Convert the lines between the line containing "Give the outline of every instance of the blade-like" and the line containing "228), (59, 227)]", both included, into a numbered list, omitting any blank lines.

--- PROVIDED MATERIAL ---

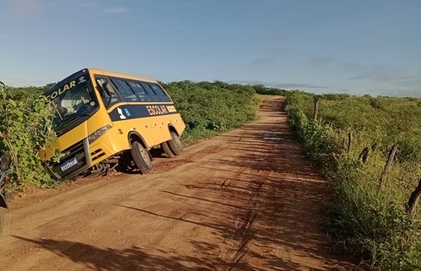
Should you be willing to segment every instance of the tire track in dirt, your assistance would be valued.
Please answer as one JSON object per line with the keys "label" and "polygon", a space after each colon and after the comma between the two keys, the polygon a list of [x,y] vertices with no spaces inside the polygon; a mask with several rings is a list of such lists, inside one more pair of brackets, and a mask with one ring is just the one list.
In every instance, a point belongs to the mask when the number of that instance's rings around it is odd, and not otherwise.
{"label": "tire track in dirt", "polygon": [[[328,270],[327,184],[302,156],[284,99],[147,176],[80,180],[17,199],[0,270]],[[15,207],[15,208],[14,208]]]}

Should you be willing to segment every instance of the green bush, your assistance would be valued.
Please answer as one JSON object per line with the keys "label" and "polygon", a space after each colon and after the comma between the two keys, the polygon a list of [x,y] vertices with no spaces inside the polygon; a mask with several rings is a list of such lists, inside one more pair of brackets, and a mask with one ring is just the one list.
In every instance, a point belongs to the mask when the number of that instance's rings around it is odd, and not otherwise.
{"label": "green bush", "polygon": [[14,183],[48,185],[51,178],[38,156],[55,137],[46,98],[15,100],[1,83],[0,116],[0,149],[12,157]]}
{"label": "green bush", "polygon": [[[330,234],[336,247],[393,270],[421,266],[420,213],[405,212],[421,176],[421,107],[416,99],[329,94],[321,96],[319,119],[310,120],[314,95],[293,93],[286,110],[305,153],[332,180]],[[406,116],[406,117],[405,117]],[[353,135],[346,150],[347,136]],[[378,191],[388,150],[399,151]],[[359,158],[365,147],[369,159]]]}
{"label": "green bush", "polygon": [[248,86],[182,81],[164,84],[186,124],[185,138],[236,128],[253,119],[258,106]]}

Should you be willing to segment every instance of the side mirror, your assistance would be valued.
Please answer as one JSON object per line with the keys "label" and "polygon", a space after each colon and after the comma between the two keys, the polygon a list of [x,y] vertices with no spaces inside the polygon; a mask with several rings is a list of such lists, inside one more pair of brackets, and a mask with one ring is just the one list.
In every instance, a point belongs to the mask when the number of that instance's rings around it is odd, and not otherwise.
{"label": "side mirror", "polygon": [[105,91],[105,93],[107,93],[107,95],[109,97],[111,97],[111,95],[112,95],[111,91],[109,91],[109,89],[108,88],[108,81],[105,81],[104,83],[102,83],[102,89],[104,90],[104,91]]}

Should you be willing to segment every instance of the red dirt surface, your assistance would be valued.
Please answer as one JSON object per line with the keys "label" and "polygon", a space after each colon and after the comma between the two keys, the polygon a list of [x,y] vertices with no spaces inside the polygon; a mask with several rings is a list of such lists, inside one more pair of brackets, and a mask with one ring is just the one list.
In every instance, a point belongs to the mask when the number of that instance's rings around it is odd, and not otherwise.
{"label": "red dirt surface", "polygon": [[203,140],[147,176],[79,180],[11,203],[2,270],[349,270],[328,253],[325,180],[282,112]]}

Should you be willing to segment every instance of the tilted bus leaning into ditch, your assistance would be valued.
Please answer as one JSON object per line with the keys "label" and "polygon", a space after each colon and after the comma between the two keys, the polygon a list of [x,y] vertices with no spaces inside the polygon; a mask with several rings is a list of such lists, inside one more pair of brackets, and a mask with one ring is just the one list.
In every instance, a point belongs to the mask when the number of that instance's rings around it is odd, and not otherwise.
{"label": "tilted bus leaning into ditch", "polygon": [[[58,179],[102,172],[119,163],[134,164],[147,173],[152,168],[152,147],[160,146],[169,157],[182,152],[179,137],[185,124],[155,80],[83,69],[44,95],[55,112],[58,140],[40,155]],[[53,150],[63,154],[60,162],[52,161]]]}

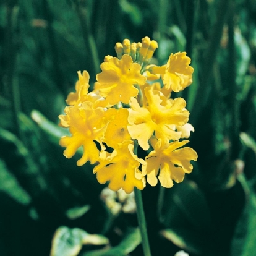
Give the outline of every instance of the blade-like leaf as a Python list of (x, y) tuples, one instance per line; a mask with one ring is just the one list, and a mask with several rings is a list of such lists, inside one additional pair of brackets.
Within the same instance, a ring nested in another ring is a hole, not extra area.
[(126, 256), (132, 252), (141, 241), (139, 228), (130, 229), (117, 246), (85, 252), (82, 256)]
[(53, 239), (51, 256), (76, 256), (84, 244), (104, 245), (108, 239), (99, 234), (91, 234), (80, 228), (59, 227)]

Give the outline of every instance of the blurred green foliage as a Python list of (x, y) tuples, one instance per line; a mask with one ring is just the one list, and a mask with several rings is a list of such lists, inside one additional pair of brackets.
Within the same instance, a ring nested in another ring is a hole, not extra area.
[(63, 156), (58, 116), (77, 71), (92, 85), (116, 42), (145, 36), (155, 63), (192, 58), (176, 96), (198, 155), (183, 183), (143, 191), (153, 255), (255, 255), (255, 17), (254, 0), (1, 1), (0, 255), (49, 255), (53, 237), (52, 256), (142, 255), (135, 214), (111, 212), (92, 166)]

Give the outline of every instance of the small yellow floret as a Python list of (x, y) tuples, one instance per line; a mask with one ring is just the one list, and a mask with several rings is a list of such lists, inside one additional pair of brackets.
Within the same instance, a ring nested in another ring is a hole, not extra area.
[(147, 53), (148, 52), (148, 49), (149, 46), (150, 45), (151, 40), (150, 38), (148, 36), (144, 37), (142, 38), (142, 48), (140, 50), (140, 56), (139, 58), (139, 61), (140, 62), (143, 62), (143, 61), (145, 59), (147, 56)]
[(113, 58), (113, 56), (111, 56), (111, 55), (107, 55), (104, 58), (104, 62), (108, 62), (109, 59), (111, 59), (112, 58)]
[(125, 54), (129, 54), (130, 52), (130, 42), (129, 39), (125, 39), (122, 41), (122, 47)]
[(121, 59), (122, 56), (124, 54), (124, 47), (121, 43), (116, 43), (114, 46), (116, 54), (117, 55), (118, 59)]
[(137, 51), (137, 43), (132, 43), (130, 45), (130, 55), (132, 58), (132, 61), (135, 62), (136, 59), (136, 51)]
[(148, 52), (147, 53), (146, 61), (149, 61), (152, 57), (156, 48), (158, 48), (158, 44), (156, 41), (152, 40), (150, 45), (148, 47)]

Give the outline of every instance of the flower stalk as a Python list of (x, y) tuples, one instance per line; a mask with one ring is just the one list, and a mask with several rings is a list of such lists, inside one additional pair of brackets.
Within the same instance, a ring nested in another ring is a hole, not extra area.
[(145, 256), (151, 256), (150, 247), (147, 231), (147, 223), (145, 218), (144, 209), (143, 207), (142, 195), (140, 190), (135, 188), (135, 199), (137, 207), (137, 216), (138, 218), (139, 227), (142, 237), (142, 243)]

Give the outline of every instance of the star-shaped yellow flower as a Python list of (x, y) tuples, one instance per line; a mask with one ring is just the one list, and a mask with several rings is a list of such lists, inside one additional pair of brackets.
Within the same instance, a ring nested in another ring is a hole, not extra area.
[(59, 144), (67, 148), (64, 151), (67, 158), (72, 157), (77, 149), (83, 147), (83, 154), (77, 161), (79, 166), (84, 164), (87, 161), (91, 164), (96, 162), (100, 155), (95, 140), (100, 143), (101, 148), (102, 140), (106, 126), (103, 122), (103, 108), (94, 109), (93, 103), (85, 102), (80, 106), (71, 106), (65, 108), (66, 115), (60, 115), (61, 125), (69, 127), (71, 136), (63, 136)]
[(107, 110), (105, 117), (109, 122), (105, 134), (104, 142), (108, 147), (115, 148), (119, 143), (130, 140), (127, 130), (128, 114), (127, 108), (116, 109), (112, 108)]
[(129, 103), (130, 98), (138, 94), (138, 89), (134, 85), (142, 85), (146, 82), (146, 77), (140, 74), (140, 65), (133, 63), (129, 55), (123, 55), (120, 60), (111, 58), (100, 67), (102, 72), (96, 77), (99, 82), (97, 88), (111, 105), (119, 101)]
[(163, 143), (181, 138), (181, 132), (175, 131), (176, 126), (184, 126), (189, 120), (189, 112), (185, 109), (186, 101), (177, 98), (171, 105), (163, 106), (160, 93), (150, 87), (145, 88), (148, 106), (140, 107), (135, 98), (130, 101), (129, 109), (128, 131), (134, 139), (144, 150), (149, 148), (148, 140), (155, 132)]
[(85, 98), (88, 93), (89, 88), (90, 75), (87, 71), (77, 72), (79, 80), (75, 83), (75, 92), (70, 92), (68, 95), (66, 102), (69, 106), (79, 105), (85, 101)]
[(189, 66), (191, 59), (186, 56), (186, 53), (171, 54), (166, 65), (152, 67), (153, 74), (161, 74), (166, 90), (178, 92), (192, 83), (194, 69)]
[(100, 183), (109, 181), (108, 187), (112, 190), (122, 189), (129, 194), (134, 187), (142, 190), (145, 186), (145, 177), (138, 169), (140, 164), (145, 163), (134, 153), (132, 143), (131, 140), (125, 140), (118, 144), (111, 154), (102, 151), (98, 160), (100, 164), (93, 169)]
[(191, 160), (197, 161), (197, 154), (191, 148), (186, 147), (179, 148), (189, 142), (173, 142), (169, 146), (162, 145), (161, 140), (151, 140), (154, 150), (146, 157), (146, 165), (142, 166), (142, 174), (147, 175), (147, 181), (155, 186), (158, 182), (157, 175), (160, 169), (158, 179), (164, 187), (171, 187), (173, 180), (181, 182), (185, 173), (190, 173), (193, 169)]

---

- **OUTPUT BELOW**
1. Give the outline of every instance of the blade-like leaf as a Python list of (x, y) tuples, one instance per line; a mask with one ring is just the one list, and a mask with several rings is a list of such lists, inside one additional pair of brackets.
2. Within the same instance, a ring nested in another ring is a hole, not extra area.
3. [(126, 256), (132, 252), (141, 241), (139, 228), (130, 229), (117, 246), (85, 252), (82, 256)]
4. [(53, 239), (51, 256), (76, 256), (84, 244), (104, 245), (108, 239), (99, 234), (91, 234), (80, 228), (59, 227)]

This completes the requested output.